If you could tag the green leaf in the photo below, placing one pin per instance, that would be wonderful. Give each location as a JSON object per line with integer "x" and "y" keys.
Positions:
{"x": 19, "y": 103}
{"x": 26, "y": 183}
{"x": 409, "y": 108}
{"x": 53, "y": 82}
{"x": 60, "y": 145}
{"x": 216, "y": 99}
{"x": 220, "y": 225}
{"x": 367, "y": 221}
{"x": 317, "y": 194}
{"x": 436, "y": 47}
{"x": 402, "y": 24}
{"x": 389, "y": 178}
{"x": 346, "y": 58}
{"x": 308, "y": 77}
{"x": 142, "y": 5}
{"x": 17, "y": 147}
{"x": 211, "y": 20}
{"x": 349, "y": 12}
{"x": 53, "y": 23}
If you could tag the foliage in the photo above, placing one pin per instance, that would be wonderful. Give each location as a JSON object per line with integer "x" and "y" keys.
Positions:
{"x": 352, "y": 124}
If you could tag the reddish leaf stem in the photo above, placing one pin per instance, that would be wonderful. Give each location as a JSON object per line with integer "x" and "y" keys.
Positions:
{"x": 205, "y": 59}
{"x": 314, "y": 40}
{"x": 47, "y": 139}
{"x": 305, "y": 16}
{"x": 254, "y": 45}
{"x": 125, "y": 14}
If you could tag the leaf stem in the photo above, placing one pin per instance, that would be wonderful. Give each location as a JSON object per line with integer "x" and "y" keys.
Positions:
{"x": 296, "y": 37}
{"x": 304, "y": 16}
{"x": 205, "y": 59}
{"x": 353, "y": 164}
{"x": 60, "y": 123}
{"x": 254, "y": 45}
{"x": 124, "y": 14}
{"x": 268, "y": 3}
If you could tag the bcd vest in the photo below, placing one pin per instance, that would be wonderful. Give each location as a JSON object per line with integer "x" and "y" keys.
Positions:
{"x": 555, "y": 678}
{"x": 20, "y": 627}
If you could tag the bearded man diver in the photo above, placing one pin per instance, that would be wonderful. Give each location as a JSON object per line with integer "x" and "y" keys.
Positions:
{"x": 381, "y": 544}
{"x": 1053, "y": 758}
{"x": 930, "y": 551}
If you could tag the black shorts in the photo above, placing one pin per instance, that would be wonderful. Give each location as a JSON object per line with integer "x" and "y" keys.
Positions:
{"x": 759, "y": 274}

Objetivo da tarefa →
Repita todas as entradas acima, do início ao fim, sem qualquer alteração.

A resposta →
If you could tag the green leaf in the photo below, placing one pin per instance, that would be wonderful. Give each location as a JSON object per line with integer "x" and "y" keys.
Positions:
{"x": 19, "y": 103}
{"x": 26, "y": 183}
{"x": 409, "y": 108}
{"x": 53, "y": 82}
{"x": 60, "y": 145}
{"x": 216, "y": 99}
{"x": 220, "y": 225}
{"x": 367, "y": 221}
{"x": 317, "y": 194}
{"x": 436, "y": 47}
{"x": 402, "y": 24}
{"x": 389, "y": 178}
{"x": 346, "y": 58}
{"x": 308, "y": 77}
{"x": 142, "y": 5}
{"x": 17, "y": 147}
{"x": 211, "y": 20}
{"x": 349, "y": 12}
{"x": 53, "y": 23}
If you could tag the foliage in the photo above, placing one pin per instance, that would be wonderful. Give each location as a JSON object per line with integer "x" and "y" keys.
Positions:
{"x": 352, "y": 124}
If you could tag the reddish leaf stem in the photo above, placing one pin per instance, that would be wonderful. Give each location as a JSON object per line with integer "x" and "y" keys.
Positions:
{"x": 205, "y": 59}
{"x": 314, "y": 40}
{"x": 47, "y": 139}
{"x": 305, "y": 16}
{"x": 254, "y": 45}
{"x": 125, "y": 14}
If you could tag the leaf stem in the photo above, placing one pin per instance, that would be wonderful. Give each location as a JSON object per line with integer "x" and "y" keys.
Positions:
{"x": 296, "y": 37}
{"x": 304, "y": 16}
{"x": 205, "y": 59}
{"x": 353, "y": 164}
{"x": 60, "y": 123}
{"x": 254, "y": 45}
{"x": 124, "y": 14}
{"x": 268, "y": 3}
If you could tag the bcd vest in the photo below, placing one pin per instance, that would be wonderful. Give each location as a JSON object per line with integer "x" and "y" keys.
Positions:
{"x": 555, "y": 678}
{"x": 20, "y": 627}
If you could tag the bearded man diver in the photo above, placing one pin per instance, that would be wonderful. Give each location as a JSON object per line with integer "x" and "y" keys.
Positions:
{"x": 381, "y": 544}
{"x": 1053, "y": 758}
{"x": 930, "y": 551}
If you could tag the black shorts in the photo above, placing one pin per instance, that would be wonderful. Give each location as a JSON object per line with integer "x" and "y" keys.
Positions:
{"x": 759, "y": 274}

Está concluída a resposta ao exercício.